Exercise brief = Throughout the records below, find each line holding "bounding" and copy it.

Source records =
==========
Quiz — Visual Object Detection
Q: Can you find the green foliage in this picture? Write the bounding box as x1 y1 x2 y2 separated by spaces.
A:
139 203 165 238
==========
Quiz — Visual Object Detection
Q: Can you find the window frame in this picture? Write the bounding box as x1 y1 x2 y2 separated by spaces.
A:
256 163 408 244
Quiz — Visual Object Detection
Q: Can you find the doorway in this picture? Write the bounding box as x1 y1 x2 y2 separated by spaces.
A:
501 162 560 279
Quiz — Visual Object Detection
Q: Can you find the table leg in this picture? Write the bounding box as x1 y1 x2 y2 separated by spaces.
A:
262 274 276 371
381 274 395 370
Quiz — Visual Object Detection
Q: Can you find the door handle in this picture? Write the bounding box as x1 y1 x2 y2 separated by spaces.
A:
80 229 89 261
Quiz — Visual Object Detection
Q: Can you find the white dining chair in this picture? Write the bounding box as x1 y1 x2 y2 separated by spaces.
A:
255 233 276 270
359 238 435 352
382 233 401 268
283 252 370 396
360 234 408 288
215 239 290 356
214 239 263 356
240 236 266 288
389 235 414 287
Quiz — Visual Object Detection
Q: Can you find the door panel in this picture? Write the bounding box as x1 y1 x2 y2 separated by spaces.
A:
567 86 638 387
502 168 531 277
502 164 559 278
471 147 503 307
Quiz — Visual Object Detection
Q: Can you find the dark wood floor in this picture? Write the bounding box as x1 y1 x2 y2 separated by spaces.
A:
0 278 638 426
==========
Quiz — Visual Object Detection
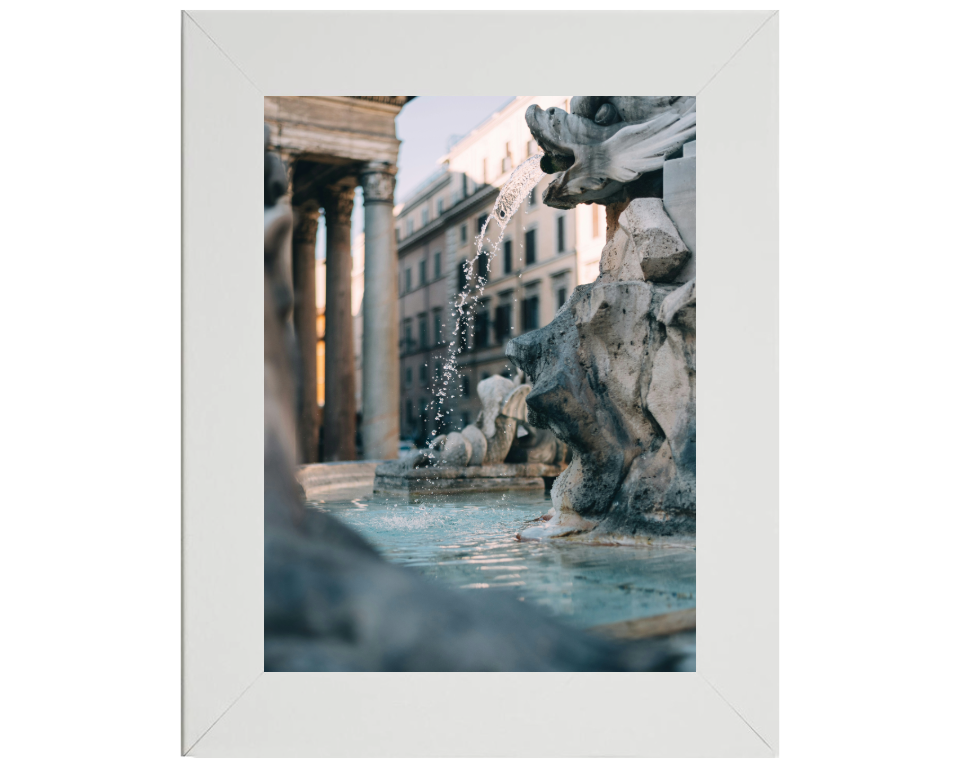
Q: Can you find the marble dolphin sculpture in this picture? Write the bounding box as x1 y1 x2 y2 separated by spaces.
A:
==========
Written response =
Q: Can you find the green foliage in this picture? Write the bounding box as x1 y1 x2 y2 separated by spaces.
Q: Can you find the window frame in this picture? Write the bounding box as x1 y1 x2 y2 separated by spaces.
Q: Can you find the doorway in this picture? Write the bounding box as x1 y1 x2 y2 separated by spaces.
Q: Can you find the table leg in this picture? Write the bounding box as x1 y1 x2 y2 separated by spaces.
Q: Can you find the door handle in this picture? Write the bounding box as x1 y1 x2 y2 separated by spaces.
Q: Can you find the white dining chair in this picture? Write the bounding box as x1 y1 x2 y2 separated by spaces.
Q: Can you find the door panel in this picture? Write the bounding box as x1 y1 x2 y2 separated by spaces.
Q: Can you find the dark wood floor in this picture? Write the bounding box as x1 y1 x2 y2 separated by spaces.
Q: Can you find the marble dolphin sculpture in this picture? Write the bounding box as x1 y1 x2 y2 separated by spaces.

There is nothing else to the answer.